The exercise -> Could you copy exactly the lines from the one containing "pin: the wristwatch" through the last line of the records below, leaving out any pictures?
--- START OF Provided entries ---
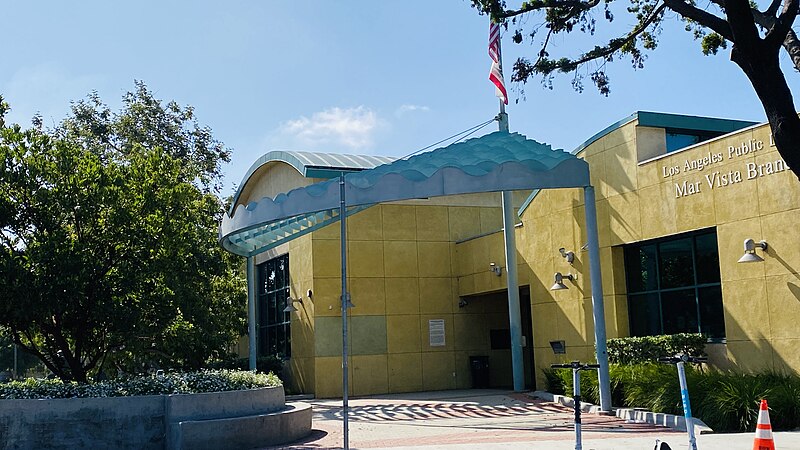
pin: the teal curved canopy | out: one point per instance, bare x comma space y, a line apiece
314, 164
495, 162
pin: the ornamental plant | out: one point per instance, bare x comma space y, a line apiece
160, 384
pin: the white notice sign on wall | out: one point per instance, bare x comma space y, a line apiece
436, 332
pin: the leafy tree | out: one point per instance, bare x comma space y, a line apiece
756, 36
108, 239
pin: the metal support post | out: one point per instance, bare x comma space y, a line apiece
576, 367
679, 361
345, 302
598, 310
514, 319
251, 311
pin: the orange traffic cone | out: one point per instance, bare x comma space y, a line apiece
763, 430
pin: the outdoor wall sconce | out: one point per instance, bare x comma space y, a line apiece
750, 251
559, 281
291, 302
569, 256
559, 347
347, 303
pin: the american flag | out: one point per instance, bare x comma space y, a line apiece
496, 72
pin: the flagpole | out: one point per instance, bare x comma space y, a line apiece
509, 225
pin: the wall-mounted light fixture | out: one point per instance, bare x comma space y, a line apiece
291, 301
569, 256
750, 251
559, 347
347, 304
559, 281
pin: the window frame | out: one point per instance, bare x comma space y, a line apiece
696, 287
271, 319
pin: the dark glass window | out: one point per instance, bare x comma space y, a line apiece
674, 286
274, 334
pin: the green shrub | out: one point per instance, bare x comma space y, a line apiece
633, 350
726, 401
169, 383
264, 364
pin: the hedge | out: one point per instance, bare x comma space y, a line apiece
725, 400
634, 350
168, 383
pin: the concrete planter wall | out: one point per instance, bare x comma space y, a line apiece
238, 419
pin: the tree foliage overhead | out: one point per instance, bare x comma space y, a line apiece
756, 37
108, 239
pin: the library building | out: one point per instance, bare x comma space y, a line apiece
658, 224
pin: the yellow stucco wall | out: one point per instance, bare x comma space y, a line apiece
411, 262
638, 201
401, 262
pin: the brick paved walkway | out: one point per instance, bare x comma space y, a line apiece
448, 418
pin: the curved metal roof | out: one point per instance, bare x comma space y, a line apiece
313, 164
498, 161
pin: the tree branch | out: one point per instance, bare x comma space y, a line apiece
546, 4
773, 7
783, 24
613, 46
744, 36
790, 43
705, 18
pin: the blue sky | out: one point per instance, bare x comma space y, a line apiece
364, 77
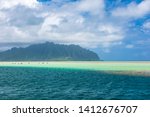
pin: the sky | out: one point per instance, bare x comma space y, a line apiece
116, 30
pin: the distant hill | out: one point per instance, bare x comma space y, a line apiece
47, 52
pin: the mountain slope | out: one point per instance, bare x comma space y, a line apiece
48, 51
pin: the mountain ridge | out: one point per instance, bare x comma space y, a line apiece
49, 51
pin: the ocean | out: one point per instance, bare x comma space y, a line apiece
29, 83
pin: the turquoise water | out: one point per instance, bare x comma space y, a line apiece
51, 84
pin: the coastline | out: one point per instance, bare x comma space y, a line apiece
122, 68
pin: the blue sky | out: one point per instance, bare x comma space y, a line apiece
115, 29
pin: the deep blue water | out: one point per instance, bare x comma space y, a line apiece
52, 84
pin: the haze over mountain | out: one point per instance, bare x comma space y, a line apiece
47, 52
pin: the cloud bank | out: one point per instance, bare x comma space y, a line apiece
83, 22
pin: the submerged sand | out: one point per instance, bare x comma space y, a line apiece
132, 68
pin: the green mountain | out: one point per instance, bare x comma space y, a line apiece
47, 52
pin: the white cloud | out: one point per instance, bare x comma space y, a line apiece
146, 25
6, 4
92, 6
129, 46
133, 10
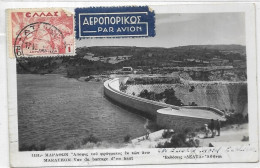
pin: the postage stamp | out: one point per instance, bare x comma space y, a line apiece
41, 32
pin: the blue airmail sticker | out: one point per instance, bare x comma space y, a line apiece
114, 22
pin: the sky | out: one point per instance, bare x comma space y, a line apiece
174, 30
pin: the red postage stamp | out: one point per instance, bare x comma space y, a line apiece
41, 32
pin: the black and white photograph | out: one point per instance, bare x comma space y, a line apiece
185, 94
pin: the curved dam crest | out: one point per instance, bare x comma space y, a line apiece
168, 116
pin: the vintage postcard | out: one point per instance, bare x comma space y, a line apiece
132, 85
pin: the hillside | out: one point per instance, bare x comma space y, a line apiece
154, 57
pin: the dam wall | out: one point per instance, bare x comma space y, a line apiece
167, 116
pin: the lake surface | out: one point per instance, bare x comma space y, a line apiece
57, 111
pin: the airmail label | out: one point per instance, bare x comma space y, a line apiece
114, 22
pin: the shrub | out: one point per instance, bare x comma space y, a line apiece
245, 138
235, 118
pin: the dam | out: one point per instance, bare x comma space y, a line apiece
166, 115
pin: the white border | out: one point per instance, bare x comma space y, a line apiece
58, 4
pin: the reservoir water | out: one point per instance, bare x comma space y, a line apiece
56, 111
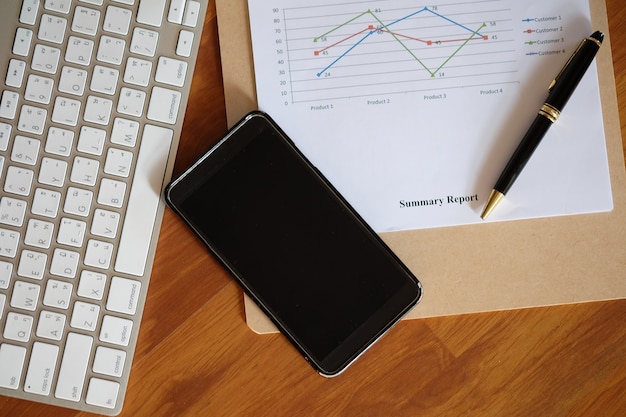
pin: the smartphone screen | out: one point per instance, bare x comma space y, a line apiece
294, 244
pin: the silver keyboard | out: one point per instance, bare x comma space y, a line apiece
93, 94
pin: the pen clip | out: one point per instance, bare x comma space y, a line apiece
553, 83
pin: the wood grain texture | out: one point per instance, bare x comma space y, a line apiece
197, 357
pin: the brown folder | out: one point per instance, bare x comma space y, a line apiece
491, 266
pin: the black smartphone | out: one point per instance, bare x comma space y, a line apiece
299, 250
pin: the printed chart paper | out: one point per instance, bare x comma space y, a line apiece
412, 109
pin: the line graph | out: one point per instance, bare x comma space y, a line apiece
385, 28
354, 49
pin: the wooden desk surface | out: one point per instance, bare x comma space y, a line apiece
197, 357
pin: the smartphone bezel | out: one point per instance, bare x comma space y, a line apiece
375, 326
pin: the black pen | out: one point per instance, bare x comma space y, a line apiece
560, 91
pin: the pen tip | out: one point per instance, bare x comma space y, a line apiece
597, 35
493, 201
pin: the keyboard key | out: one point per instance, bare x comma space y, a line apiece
61, 6
46, 59
39, 233
18, 326
28, 14
118, 162
22, 41
9, 240
32, 265
171, 71
131, 102
64, 263
52, 172
46, 202
52, 28
79, 50
78, 201
11, 362
71, 232
85, 316
72, 81
112, 193
109, 361
102, 393
104, 80
185, 43
58, 294
12, 211
116, 330
41, 368
59, 141
98, 254
125, 132
25, 150
98, 110
176, 11
91, 285
8, 104
51, 325
66, 111
105, 223
117, 20
86, 20
192, 12
123, 295
18, 181
144, 200
111, 50
73, 367
85, 171
138, 71
32, 120
151, 12
91, 140
25, 296
15, 73
164, 105
144, 42
6, 268
5, 134
39, 89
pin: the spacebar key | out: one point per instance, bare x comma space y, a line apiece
143, 203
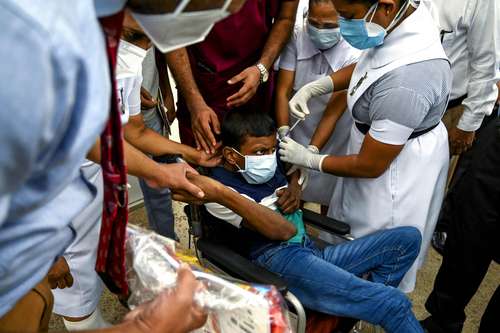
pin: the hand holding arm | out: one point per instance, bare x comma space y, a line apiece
283, 94
262, 219
155, 174
204, 120
279, 35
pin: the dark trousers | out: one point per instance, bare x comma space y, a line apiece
464, 162
472, 210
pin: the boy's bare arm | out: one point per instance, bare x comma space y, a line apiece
259, 218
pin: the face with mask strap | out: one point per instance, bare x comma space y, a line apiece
255, 158
172, 24
365, 23
322, 24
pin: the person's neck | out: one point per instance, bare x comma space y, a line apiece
229, 167
410, 10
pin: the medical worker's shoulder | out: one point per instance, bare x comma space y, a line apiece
351, 55
430, 79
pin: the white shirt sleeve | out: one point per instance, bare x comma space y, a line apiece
223, 213
134, 98
483, 44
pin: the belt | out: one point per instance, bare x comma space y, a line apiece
456, 102
364, 128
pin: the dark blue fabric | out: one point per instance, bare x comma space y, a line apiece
246, 242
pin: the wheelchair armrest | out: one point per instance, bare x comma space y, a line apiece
238, 266
325, 223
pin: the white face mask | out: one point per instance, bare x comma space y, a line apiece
130, 59
179, 29
259, 169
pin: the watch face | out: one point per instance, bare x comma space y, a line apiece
265, 76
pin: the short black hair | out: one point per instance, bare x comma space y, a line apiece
316, 2
240, 123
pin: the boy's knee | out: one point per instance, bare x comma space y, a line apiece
412, 237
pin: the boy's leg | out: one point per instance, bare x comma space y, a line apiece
158, 204
324, 287
386, 255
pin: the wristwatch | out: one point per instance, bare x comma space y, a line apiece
264, 74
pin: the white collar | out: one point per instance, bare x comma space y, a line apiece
416, 33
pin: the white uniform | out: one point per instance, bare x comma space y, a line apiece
410, 191
83, 297
309, 64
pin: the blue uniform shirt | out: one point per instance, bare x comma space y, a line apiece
54, 97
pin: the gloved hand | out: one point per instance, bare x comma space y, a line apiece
283, 131
298, 103
293, 152
304, 172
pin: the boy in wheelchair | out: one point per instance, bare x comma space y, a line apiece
257, 214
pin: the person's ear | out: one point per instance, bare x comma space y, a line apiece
230, 156
388, 7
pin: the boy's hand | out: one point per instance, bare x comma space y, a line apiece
200, 157
147, 101
59, 275
210, 187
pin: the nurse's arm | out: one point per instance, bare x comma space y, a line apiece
204, 121
280, 33
283, 94
148, 141
157, 175
371, 161
334, 110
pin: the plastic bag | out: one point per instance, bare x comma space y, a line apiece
233, 308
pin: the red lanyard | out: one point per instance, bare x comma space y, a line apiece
110, 262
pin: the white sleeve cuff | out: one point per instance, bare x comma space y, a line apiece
389, 132
471, 121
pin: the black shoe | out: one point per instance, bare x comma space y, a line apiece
438, 241
430, 326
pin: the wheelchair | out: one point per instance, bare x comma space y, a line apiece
222, 260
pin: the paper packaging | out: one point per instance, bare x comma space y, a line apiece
232, 308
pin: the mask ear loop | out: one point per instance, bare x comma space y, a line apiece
237, 152
372, 11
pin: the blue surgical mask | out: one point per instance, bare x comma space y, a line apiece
365, 35
323, 39
259, 169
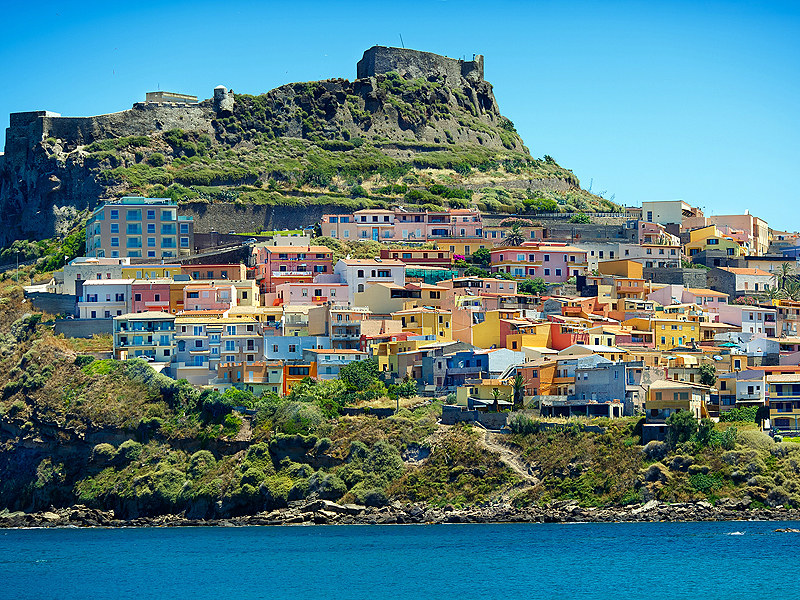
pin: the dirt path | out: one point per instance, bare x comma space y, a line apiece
509, 457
--- END OF Provided entries ---
Solution for this problem ->
pin: the wristwatch | out: one point per instance, bare x comma space y, a line apiece
264, 74
pin: the white collar | out: one point per instance, bare x comma space y, a line apiece
416, 33
pin: the white uniform | out: one point per instance, bare x comma space y, a line apiece
410, 191
83, 297
309, 64
pin: the blue uniform shirt | out: one point per instance, bare x comma space y, a line apiece
54, 97
pin: the gloved hand | out: one point per instance, bare x comma space y, a line apiece
283, 131
298, 103
293, 152
304, 172
pin: the boy in wheelchair | out: one point per instance, bare x comma space y, a line apiece
257, 214
pin: the person's ear | out: one point per instance, bare x comma space y, a line apiece
230, 156
388, 7
pin: the boy's hand | out: one point per instance, bare x comma space y, a line apiece
200, 157
147, 101
59, 275
210, 187
pin: the nurse's arm | out: one point per instance, bare x comma space y, a line apiece
204, 121
280, 33
283, 94
148, 141
157, 175
371, 161
334, 110
pin: the plastic bag | out: one point per instance, bare x comma space y, a line apiece
233, 308
pin: the red lanyard | out: one point per instance, bare x comma space y, a line apiece
110, 262
pin: the white sleeve cuff | out: one point per instance, bare x comma space y, a line apiece
389, 132
471, 121
pin: the black shoe | out: one point per instance, bare x comma space y, a line apiece
438, 241
430, 326
pin: the wheelchair | out: one point per instance, bare x comma space y, a line apiece
222, 260
pin: the paper packaging | out: one point per instance, bare x comma space y, a line apiece
232, 308
pin: the mask ear loop | out: one point per instance, bare x comma space y, a line apiece
237, 152
372, 11
pin: the blue surgical mask | out: one point per instance, bare x comma space y, a line apiece
365, 35
323, 39
259, 169
pin: the dirt path | out: one point per instance, bare x comma space y, a line apiece
509, 457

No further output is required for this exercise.